抜粋:
はじめに
「せっかく素晴らしい本に出会ったのに、数日後には内容をほとんど覚えていない……」
そんな経験、きっとあなたにもあるのではないでしょうか。
読書は知識の宝庫ですが、ただ文字を追うだけでは記憶として定着しません。
大切なのは、読んだ内容を自分の言葉に落とし込み、しっかり噛み砕いていくプロセスです。
そしてこの部分こそ、AIが強力な助っ人になってくれるところでもあります。
AIを「読書パートナー」として使いこなせれば、理解の深さは驚くほど変わります。
それでは、AIと一緒に“読みっぱなしの読書”から卒業していきましょう。
1. 読書体験を加速させるプロンプト20選
ここからは、コピペしてすぐ使える20個のプロンプトをご紹介します。
読む前の準備から、読み終わった後のアウトプットまで、各フェーズに合わせて最適なものを選びました。
1-1. 読む前の「準備・構造理解」

まずは、本を開く前の“下ごしらえ”から始めてみましょう。
目的を明確にし、全体の構造を把握しておくことで、読書の質は見違えるほど高まります。
No.1 読書目的の明確化
- 目的:本から何を学びたいのかを言語化し、読む際の「軸」をつくる。
1. ロール設定
あなたは学習意欲の高い読書家です。
2. 指示内容
私がこれから読む[本のタイトル]について、現在の私の[課題や関心]に基づき、この本から読み取るべき「3つの学習ポイント」を提示してください。
3. 入力内容の例
[本のタイトル]: 7つの習慣
[課題や関心]: チームマネジメントに悩んでおり、リーダーとしての人間力を高めたい。
No.2 目次からの構造分析
- 目的:目次の段階で本の大枠をつかみ、どこに注目すべきか見当をつける。
1. ロール設定
あなたは論理構成に強い編集者です。
2. 指示内容
以下の[目次情報]を分析し、
著者が最も伝えたいと思われる「核心部分」と、全体の論理展開(起承転結)を簡潔に要約してください。
3. 入力内容の例
[目次情報]: (Amazonや書店のサイトから目次をコピペ)
No.3 著者背景の予習
- 目的:著者の専門性や思想を把握し、内容理解の“土台”をつくる。

課題:
1) 抜粋の「No.2 目次からの構造分析」から「[目次情報]: (Amazonや書店のサイトから目次をコピペ)」までを一字一句変えずに書き写してください。
2) AIを使った読書術の文章を、最後の文の後から引き継いで書き進めてください。

データの内容:
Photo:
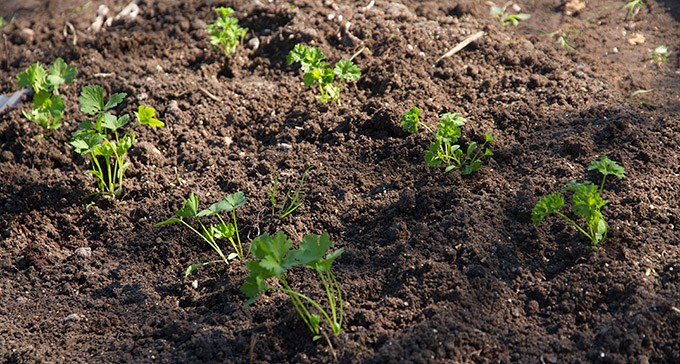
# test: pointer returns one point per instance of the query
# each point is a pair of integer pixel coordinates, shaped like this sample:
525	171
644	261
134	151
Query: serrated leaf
192	268
231	202
145	115
91	99
546	206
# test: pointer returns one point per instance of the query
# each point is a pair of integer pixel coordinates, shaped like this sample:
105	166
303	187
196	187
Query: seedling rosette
316	71
48	105
443	149
92	138
274	260
587	201
212	233
226	33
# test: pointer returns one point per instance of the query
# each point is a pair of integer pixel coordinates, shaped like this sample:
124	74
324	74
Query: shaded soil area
437	267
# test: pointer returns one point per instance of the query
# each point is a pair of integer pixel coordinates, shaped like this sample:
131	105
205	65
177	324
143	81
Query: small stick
73	30
460	46
207	93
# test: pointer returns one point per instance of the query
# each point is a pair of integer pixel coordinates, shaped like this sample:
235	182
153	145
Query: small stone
254	43
72	317
173	108
84	252
27	35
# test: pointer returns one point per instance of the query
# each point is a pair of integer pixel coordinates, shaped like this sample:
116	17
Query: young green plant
633	7
587	200
48	105
226	33
316	71
212	233
506	18
92	138
443	149
660	54
289	201
274	260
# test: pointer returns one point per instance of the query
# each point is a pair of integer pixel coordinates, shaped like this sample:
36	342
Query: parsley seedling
443	149
213	232
634	7
48	106
287	206
316	71
508	19
274	259
660	54
587	200
92	137
225	33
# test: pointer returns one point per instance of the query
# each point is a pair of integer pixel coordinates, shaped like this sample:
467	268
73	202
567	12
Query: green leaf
168	221
410	119
546	206
346	70
112	122
231	202
91	100
33	76
145	115
606	166
192	268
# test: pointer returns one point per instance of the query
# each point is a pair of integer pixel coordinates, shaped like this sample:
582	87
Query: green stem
575	225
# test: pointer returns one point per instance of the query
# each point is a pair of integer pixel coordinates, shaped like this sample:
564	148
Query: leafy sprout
226	33
48	105
633	7
92	137
212	233
444	148
274	258
315	70
506	18
587	202
660	54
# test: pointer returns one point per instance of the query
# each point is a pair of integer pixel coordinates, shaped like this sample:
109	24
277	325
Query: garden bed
437	267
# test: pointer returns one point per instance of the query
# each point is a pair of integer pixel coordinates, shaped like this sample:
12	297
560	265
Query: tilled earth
438	267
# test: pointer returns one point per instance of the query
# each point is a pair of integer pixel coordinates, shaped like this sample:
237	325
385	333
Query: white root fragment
460	46
96	26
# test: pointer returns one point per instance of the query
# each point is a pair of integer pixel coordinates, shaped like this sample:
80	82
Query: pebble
27	35
84	252
72	317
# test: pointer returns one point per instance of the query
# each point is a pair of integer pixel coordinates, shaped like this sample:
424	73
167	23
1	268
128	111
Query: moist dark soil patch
438	267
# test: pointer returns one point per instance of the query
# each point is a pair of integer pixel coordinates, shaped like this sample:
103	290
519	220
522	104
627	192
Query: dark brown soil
437	267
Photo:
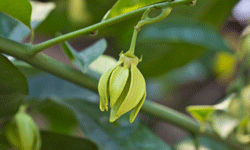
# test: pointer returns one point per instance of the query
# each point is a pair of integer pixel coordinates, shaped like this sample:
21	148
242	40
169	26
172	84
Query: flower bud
124	87
22	132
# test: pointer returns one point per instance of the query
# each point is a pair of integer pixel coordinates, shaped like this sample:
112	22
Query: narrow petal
103	88
137	108
117	83
136	91
117	105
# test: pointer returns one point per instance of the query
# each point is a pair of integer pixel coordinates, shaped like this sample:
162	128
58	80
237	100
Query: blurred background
185	56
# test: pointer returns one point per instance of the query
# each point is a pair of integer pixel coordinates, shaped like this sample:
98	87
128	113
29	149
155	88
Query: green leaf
201	113
205	143
20	10
85	57
111	136
223	123
94	123
13	87
125	6
52	141
173	43
12	29
218	11
4	144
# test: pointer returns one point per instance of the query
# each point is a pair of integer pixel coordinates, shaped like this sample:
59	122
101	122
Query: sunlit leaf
20	10
204	144
95	124
223	123
16	31
125	6
201	113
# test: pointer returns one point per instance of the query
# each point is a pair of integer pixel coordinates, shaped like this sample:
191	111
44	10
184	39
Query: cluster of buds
124	86
22	132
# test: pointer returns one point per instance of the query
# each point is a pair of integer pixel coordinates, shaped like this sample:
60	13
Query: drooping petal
117	83
137	108
136	91
103	88
117	105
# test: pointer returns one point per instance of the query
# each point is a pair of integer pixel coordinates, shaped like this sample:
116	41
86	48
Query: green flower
22	132
124	86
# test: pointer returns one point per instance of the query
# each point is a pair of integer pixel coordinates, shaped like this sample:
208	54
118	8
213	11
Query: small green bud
124	87
22	132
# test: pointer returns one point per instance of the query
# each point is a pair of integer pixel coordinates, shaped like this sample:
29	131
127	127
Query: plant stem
40	47
131	50
63	71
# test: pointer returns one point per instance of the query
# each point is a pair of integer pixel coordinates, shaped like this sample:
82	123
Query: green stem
131	50
63	71
40	47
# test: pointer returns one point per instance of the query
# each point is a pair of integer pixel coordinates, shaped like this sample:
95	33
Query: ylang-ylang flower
123	87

出力:
1)
No.2 目次からの構造分析
- 目的:目次の段階で本の大枠をつかみ、どこに注目すべきか見当をつける。
1. ロール設定
あなたは論理構成に強い編集者です。
2. 指示内容
以下の[目次情報]を分析し、
著者が最も伝えたいと思われる「核心部分」と、全体の論理展開(起承転結)を簡潔に要約してください。
3. 入力内容の例
[目次情報]: (Amazonや書店のサイトから目次をコピペ)

2)
1. ロール設定
あなたは伝記作家です。
2. 指示内容
著者の[著者名]について、専門分野・代表作・思想を、初心者でもわかるよう200文字程度で説明してください。
3. 入力内容の例
[著者名]: ダニエル・カーネマン
No.4 前提知識のインストール
- 目的:専門用語や背景知識を事前に理解し、読書中の“つまずき”をなくす。
1. ロール設定
あなたは大学の客員教授です。
2. 指示内容
[本のジャンル・テーマ]を読む前に知っておくべき基本的なキーワードを5つ挙げ、小学生でもわかる言葉で説明してください。
3. 入力内容の例
[本のジャンル・テーマ]: 行動経済学、ナッジ理論について。
No.5 積読解消の選書サポート
- 目的:今の自分に一番しっくりくる一冊を選び抜く。
1. ロール設定
あなたは私の専属ブックコンシェルジュです。
2. 指示内容
現在積読している[本リスト]の中から、今の[気分・状況]に最も合う1冊を選び、その理由とおすすめの読み方を提案してください。
3. 入力内容の例
[本リスト]: サピエンス全史、FACTFULNESS、嫌われる勇気
[気分・状況]: 仕事で失敗して落ち込んでいる。前向きになれる本が読みたい。
1-2. 読書中の「要約・理解補助」

読んでいる途中で「ちょっと難しいな」と感じることは誰にでもあります。
そんな時は、AIにうまく助けてもらいましょう。
No.6 難解な文章の翻訳
- 目的:抽象的な内容を、身近で理解しやすい例え話に変換する。
1. ロール設定
あなたは説明上手な小学校の先生です。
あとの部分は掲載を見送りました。